(Text for analysis Opens)

Whether it has to do with Salesforce being cloud-native or the fact that Twitter and Facebook have great APIs for developers to hook into really does not matter. The fact is, just like the CRM Social accelerator, you can build similar functionality for Salesforce. Here is Salesforce’s version of the CRM Social accelerator:

It was not clear whether Salesforce charge for their twitter integration but, in terms of functionality, the two offerings appear to me to be  pretty similar.

So What About Chatter?

So if Dynamics CRM and Salesforce have similar capabilities for hooking into social networking services such as Facebook and Twitter, what else does Salesforce bring to the table? Is it this Chatter my prospect mentioned?

Here are the introductory videos for Chatter:

This looks like a great tool. It is an internal collaboration tool with the look and feel of Facebook. The closest Microsoft gets to this either SharePoint (http://office365.microsoft.com/en-us/sharepoint-online.aspx) where you can create project sites, collaborate on documents, set up alerts etc. or Groove (now called Microsoft SharePoint Workspace http://en.wikipedia.org/wiki/Microsoft_SharePoint_Workspace).

The best way to describe Groove is a cross between IM and SharePoint; you set up projects, you can chat online about them, you can take documents offline and work on them and you can edit documents real time (none of that checking-in/checking-out business). There are also other, third-party, collaboration sites such as BaseCamp (http://basecamphq.com/tour) which do similar things.

(Text for analysis Closes)

### Questions on the material
#1 How does the passage about Salesforce and Chatter describe Chatter?
#2 Please transcribe the part of the passage about Salesforce and Chatter that opens with the words containing "It was not clear" and closes with "What About Chatter?".
#3 Go on with the passage about Salesforce and Chatter, starting after its last sentence.
The lines that come next have nothing to do with the passage about Salesforce and Chatter.

(Material supplied Opens)

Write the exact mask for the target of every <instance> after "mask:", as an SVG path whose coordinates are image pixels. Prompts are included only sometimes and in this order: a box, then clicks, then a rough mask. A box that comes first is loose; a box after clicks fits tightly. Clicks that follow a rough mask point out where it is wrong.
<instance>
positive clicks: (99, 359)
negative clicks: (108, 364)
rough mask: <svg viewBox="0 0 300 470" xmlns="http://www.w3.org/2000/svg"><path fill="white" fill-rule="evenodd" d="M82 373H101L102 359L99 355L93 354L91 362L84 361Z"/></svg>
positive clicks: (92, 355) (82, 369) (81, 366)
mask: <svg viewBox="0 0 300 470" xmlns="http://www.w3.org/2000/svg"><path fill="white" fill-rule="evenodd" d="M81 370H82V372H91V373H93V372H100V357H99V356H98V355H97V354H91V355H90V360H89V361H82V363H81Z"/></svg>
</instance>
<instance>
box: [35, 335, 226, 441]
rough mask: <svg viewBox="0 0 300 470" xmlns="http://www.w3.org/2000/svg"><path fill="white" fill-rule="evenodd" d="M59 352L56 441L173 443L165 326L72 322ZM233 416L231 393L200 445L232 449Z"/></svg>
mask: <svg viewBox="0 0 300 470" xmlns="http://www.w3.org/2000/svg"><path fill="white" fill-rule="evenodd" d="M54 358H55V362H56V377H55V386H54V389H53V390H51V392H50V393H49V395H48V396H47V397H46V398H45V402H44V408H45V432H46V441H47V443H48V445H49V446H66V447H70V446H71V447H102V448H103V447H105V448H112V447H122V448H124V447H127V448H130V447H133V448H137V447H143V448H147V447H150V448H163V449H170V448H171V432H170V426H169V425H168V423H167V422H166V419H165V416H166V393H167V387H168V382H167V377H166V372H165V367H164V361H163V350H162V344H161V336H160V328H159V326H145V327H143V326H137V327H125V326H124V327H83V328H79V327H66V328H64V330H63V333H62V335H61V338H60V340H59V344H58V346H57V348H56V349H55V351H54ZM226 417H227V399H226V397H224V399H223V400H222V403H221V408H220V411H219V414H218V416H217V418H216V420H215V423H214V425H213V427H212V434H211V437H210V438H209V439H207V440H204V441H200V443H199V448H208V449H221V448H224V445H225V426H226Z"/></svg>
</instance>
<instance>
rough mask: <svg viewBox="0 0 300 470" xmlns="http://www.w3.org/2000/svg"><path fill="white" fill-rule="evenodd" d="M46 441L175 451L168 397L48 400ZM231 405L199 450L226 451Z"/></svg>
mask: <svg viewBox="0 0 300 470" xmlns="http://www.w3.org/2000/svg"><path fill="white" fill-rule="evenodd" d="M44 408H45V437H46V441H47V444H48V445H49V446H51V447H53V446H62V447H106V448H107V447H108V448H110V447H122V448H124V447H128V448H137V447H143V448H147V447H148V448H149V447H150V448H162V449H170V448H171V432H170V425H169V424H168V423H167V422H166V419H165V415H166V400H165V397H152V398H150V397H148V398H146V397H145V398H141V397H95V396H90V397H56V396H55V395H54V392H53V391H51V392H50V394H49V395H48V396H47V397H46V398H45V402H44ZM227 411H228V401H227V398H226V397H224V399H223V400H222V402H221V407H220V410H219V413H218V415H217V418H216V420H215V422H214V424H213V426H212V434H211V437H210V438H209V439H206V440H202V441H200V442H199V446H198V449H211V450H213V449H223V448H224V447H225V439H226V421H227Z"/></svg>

(Material supplied Closes)

### Answers per task
#1 As an internal collaboration tool with the look and feel of Facebook.

#2
It was not clear whether Salesforce charge for their twitter integration but, in terms of functionality, the two offerings appear to me to be  pretty similar.

So What About Chatter?

#3
STOP PRESS: Aki Antman has pointed me in the direction of OfficeTalk (http://www.officelabs.com/projects/officetalk/Pages/default.aspx). This appears to be an Office skunkworks version of Chatter.

So how much does Chatter cost? Initially Salesforce wanted to charge $50 per user per month (http://www.businessweek.com/the_thread/techbeat/archives/2009/11/salesforce_jumps_into_collaboration_software_with_chatter.html). Either because Salesforce are just really nice guys or because they did not get sufficient take-up of the product, a year later this has now come down to $0 per user per month for Salesforce users and $15 per user per month for non-Salesforce users within an organisation using Salesforce (http://www.salesforce.com/company/news-press/press-releases/2010/12/101207-2.jsp).

If Salesforce are authentic to their ‘open’ standpoint they will provide the ability to hook any CRM into Chatter. I can definitely see the potential of using Dynamics CRM and linking this through to Chatter where organisations do not want to use SharePoint either on-premise or as part of the Office 365 offering .

So Is Salesforce a ‘Social App’?

I started out wondering what makes Salesforce a ‘social app’ and Dynamics CRM a ‘snapshot of history’ and I am still drawing a blank. Chatter is an internal collaboration tool; it does not capture conversations with customers. Perhaps my definition is too narrow but, to me, a social application, and specifically social CRM, is about tapping into the conversations customers and potential customers are having and engaging with those people in a relevant conversation. In this regard we have the Dynamics CRM Social accelerator and the Salesforce Service Cloud twitter integration. No differentiation there.

If we expand the definition of ‘social’ to include internal collaboration, there is no doubt Chatter is a great-looking application but, in terms of functionality, it still does not bring much more to the table, compared to SharePoint and the SharePoint Workspace. In fact, with the cloud version of SharePoint, you can even collaborate with customers, who log on securely with their Live ID. From what I can tell Chatter can only be shared internally. Certainly there is not enough between the products to write one off to the annals of history.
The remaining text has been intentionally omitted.